## EXCERPT
____

Brand NU
Response to Alvin Tillery and Sara Monoson

September 4, 2016

A colleague tells me that Alvin Tillery posted a statement on FB stating that "the University's
investigation, which Professor Stevens requested, cleared me!"

Like much of Tillery's narrative, it is misleading.  The university administration may be covering up what Tillery did to me, but he has yet to be "cleared" by any independent investigative body.  Moreover, the full report of the administration's paid attorney, which Tillery seems to have been referencing, has yet to be released.
 
The Investigation
The truth is that Northwestern's attorney Stephanie Graham mandated this investigation weeks after I requested NU indemnify me against Tillery's April 6 demand letter, per my contract. Tillery, without approaching me advance, without requesting a mediator (as I have, repeatedly), without filing a formal misconduct complaint requesting disciplinary action through the university, threatened to sue me if I didn't retract the accurate information I reported about him yelling at me and slamming the door.

NU on their initiative, not mine, brought in a corporate education attorney colleagues have criticized because of her pro-corporate, anti-free speech, anti-faculty endeavors. The attorney, Kathleen Rinehart, told me she is close with the NU attorneys and has frequently worked for them. She is in the OGC at St. Xavier University, co-authored an article on how to fire tenured faculty and tried, unsuccessfully, to require faculty traveling among St. Xavier campus sites to submit to mandatory, random urine drug-testing.

____

## RECORDED DATA
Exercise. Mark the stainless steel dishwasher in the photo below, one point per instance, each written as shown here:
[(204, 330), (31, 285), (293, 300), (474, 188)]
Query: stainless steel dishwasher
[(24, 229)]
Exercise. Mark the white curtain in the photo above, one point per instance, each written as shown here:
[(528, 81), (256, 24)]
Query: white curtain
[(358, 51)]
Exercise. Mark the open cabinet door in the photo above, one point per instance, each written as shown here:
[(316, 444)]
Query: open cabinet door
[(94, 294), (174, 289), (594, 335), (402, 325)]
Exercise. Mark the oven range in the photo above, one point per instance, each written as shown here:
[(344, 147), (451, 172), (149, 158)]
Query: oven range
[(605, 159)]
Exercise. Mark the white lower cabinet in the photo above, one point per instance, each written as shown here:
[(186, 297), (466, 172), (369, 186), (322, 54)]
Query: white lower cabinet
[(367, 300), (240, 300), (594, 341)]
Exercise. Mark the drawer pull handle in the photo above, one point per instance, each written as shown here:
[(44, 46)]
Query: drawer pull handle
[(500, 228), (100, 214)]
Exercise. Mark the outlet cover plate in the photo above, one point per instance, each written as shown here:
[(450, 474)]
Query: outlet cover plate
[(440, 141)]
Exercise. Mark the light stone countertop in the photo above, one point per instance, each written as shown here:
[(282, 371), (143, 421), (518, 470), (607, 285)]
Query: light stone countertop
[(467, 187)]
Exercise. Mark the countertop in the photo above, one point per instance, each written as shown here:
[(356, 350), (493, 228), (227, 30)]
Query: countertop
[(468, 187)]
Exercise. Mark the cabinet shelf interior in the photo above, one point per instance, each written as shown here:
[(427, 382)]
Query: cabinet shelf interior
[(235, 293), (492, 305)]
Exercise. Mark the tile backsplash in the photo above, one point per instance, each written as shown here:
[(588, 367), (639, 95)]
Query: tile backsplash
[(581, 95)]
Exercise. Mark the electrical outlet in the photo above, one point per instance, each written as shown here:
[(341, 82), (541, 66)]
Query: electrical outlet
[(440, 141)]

____

## OBJECTIVES
- 1) List every person named in the response to Alvin Tillery and Sara Monoson, including its heading.
- 2) Proceed with the response to Alvin Tillery and Sara Monoson, starting right after its final sentence about mandatory, random urine drug-testing.

## ANSWERS TO THE PROBLEMS
- 1)
Alvin Tillery
Sara Monoson
Professor Stevens
Stephanie Graham
Kathleen Rinehart

- 2)
Rinehart, who bullied and insulted me during her meeting with me, failed to note what the student who heard Tillery yelling at me told her and confirmed the account consistent with her friends in NU's OGC trying to push me out.

Monoson
The Chronicle article quotes Sara Monoson, the Political Science Department Chair, as stating that "Prof. Stevens' research and political views have no bearing on this matter whatsoever."  Her position is that the fact I question her for, say, cancelling the department's election for Faculty Senate is not related to my research or my political views, and that such questioning proves my "incivility," as she recently stated in an email to my colleagues.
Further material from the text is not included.